[Extracted records Boundary: Start]

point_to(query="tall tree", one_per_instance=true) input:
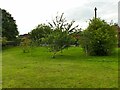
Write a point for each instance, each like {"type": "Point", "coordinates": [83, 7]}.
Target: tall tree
{"type": "Point", "coordinates": [60, 38]}
{"type": "Point", "coordinates": [100, 38]}
{"type": "Point", "coordinates": [9, 27]}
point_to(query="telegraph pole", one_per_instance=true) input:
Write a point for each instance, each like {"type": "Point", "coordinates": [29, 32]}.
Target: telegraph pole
{"type": "Point", "coordinates": [95, 12]}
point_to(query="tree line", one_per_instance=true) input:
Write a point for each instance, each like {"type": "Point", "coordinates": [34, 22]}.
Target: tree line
{"type": "Point", "coordinates": [99, 38]}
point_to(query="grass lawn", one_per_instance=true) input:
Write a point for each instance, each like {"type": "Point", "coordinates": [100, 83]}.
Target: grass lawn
{"type": "Point", "coordinates": [72, 69]}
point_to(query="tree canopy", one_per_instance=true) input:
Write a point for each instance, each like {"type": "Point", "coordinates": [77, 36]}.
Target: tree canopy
{"type": "Point", "coordinates": [99, 38]}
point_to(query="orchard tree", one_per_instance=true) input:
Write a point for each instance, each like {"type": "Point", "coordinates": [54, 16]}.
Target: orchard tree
{"type": "Point", "coordinates": [60, 38]}
{"type": "Point", "coordinates": [99, 38]}
{"type": "Point", "coordinates": [9, 27]}
{"type": "Point", "coordinates": [39, 33]}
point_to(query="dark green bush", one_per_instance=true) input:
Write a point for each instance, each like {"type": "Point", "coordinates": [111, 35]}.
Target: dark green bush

[Extracted records Boundary: End]

[The problem]:
Each record above goes into the copy unchanged; the pictures do not.

[Problem solution]:
point_to(query="tall tree", one_per_instance=true) input:
Write a point for each instance, each like {"type": "Point", "coordinates": [83, 7]}.
Target: tall tree
{"type": "Point", "coordinates": [60, 38]}
{"type": "Point", "coordinates": [100, 38]}
{"type": "Point", "coordinates": [9, 27]}
point_to(query="telegraph pole", one_per_instance=true) input:
Write a point for each instance, each like {"type": "Point", "coordinates": [29, 32]}.
Target: telegraph pole
{"type": "Point", "coordinates": [95, 12]}
point_to(query="tree line", one_per_instance=true) input:
Write a point for each instance, each like {"type": "Point", "coordinates": [34, 22]}.
Target: tree line
{"type": "Point", "coordinates": [99, 38]}
point_to(query="grass lawn", one_per_instance=true) input:
Write a point for each instance, each like {"type": "Point", "coordinates": [100, 83]}.
Target: grass lawn
{"type": "Point", "coordinates": [72, 69]}
point_to(query="tree canopy", one_per_instance=true) input:
Write a point for each instance, each like {"type": "Point", "coordinates": [77, 36]}.
Target: tree canopy
{"type": "Point", "coordinates": [99, 38]}
point_to(query="orchard tree", one_per_instance=true) input:
Write a point for each instance, each like {"type": "Point", "coordinates": [54, 16]}.
Target: orchard tree
{"type": "Point", "coordinates": [60, 38]}
{"type": "Point", "coordinates": [99, 38]}
{"type": "Point", "coordinates": [9, 27]}
{"type": "Point", "coordinates": [39, 33]}
point_to(query="dark green bush", one_per_instance=true) input:
Write a point for each instance, each like {"type": "Point", "coordinates": [111, 35]}.
Target: dark green bush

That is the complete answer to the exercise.